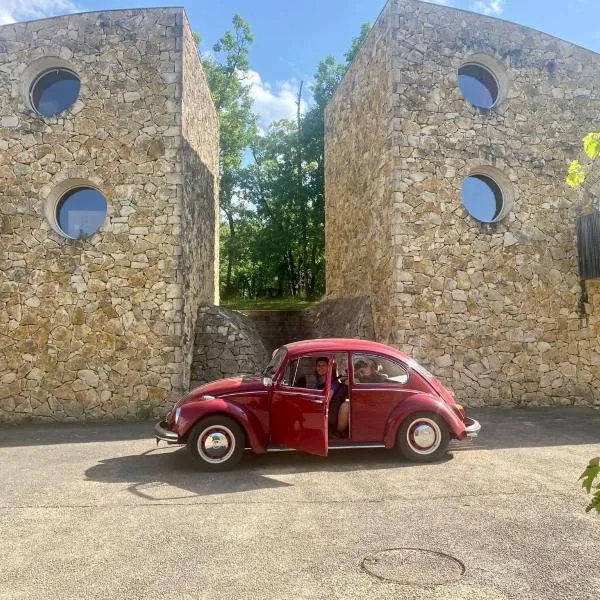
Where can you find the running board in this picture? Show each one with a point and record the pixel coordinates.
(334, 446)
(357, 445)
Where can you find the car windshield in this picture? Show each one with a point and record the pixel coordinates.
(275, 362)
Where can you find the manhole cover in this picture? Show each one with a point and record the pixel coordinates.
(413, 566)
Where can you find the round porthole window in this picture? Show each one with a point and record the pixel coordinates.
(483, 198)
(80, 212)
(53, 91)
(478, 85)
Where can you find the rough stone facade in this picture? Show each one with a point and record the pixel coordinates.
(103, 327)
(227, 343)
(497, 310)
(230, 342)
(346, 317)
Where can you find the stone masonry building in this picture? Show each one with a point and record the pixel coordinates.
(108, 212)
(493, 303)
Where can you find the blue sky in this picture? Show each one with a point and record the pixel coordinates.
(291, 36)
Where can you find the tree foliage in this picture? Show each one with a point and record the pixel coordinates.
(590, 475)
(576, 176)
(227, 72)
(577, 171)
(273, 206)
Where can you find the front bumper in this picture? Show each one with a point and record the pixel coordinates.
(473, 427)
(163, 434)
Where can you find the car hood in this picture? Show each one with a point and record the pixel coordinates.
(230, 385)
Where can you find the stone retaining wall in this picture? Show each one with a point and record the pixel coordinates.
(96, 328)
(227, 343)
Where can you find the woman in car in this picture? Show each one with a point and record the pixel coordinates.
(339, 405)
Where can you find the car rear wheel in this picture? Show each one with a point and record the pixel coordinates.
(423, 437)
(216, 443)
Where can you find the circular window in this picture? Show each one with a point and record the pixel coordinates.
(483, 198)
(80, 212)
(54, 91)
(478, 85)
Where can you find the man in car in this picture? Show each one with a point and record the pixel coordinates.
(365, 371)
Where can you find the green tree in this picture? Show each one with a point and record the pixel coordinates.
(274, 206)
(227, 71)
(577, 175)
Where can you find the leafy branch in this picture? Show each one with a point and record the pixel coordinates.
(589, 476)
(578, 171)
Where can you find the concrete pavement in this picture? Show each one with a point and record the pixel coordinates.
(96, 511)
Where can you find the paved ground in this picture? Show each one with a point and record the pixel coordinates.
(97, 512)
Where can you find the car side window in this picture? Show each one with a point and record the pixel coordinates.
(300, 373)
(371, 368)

-------------------------

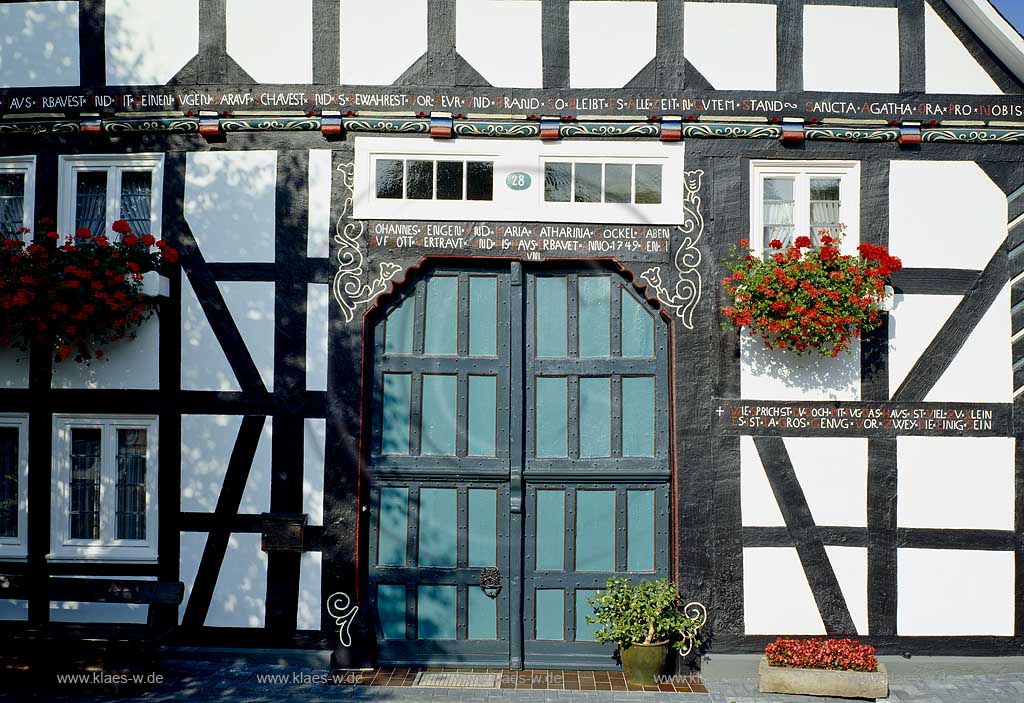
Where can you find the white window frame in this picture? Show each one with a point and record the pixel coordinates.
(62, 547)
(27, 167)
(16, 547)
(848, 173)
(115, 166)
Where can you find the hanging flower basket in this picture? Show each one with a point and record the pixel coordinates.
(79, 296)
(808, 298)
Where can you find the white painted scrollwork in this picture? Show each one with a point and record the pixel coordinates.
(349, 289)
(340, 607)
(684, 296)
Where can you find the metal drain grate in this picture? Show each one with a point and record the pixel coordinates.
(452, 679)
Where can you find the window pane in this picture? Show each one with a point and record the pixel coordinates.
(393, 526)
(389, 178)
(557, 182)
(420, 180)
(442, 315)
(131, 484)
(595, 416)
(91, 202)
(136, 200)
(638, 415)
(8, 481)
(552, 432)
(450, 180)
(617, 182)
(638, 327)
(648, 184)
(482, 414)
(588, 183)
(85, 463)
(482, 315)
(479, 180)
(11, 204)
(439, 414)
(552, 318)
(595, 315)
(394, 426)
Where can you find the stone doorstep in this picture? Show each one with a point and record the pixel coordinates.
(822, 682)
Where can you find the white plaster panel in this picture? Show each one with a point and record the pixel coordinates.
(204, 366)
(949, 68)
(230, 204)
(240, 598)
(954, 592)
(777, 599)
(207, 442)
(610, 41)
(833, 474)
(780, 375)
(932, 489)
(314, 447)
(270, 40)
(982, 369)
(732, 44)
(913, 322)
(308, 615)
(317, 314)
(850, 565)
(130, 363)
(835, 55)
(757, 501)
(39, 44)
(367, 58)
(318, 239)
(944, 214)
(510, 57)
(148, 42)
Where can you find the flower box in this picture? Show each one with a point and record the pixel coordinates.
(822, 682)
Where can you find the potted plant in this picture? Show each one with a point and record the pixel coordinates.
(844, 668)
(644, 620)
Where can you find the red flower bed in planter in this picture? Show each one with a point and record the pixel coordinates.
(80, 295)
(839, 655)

-------------------------

▶ [Exercise directions]: Pick out every line of the data above that contains the word "flower" and copy each one out in full.

▶ [Written response]:
Where can you find the hanging flower basket in this picture? Show each one with a point and record the pixel coordinates.
Where can you find the flower box in this picture? Show each one with a point and record the pixel coordinates.
Where can you find the red flower bed in planter in this picture? Show each one with a point and record the pixel coordinates.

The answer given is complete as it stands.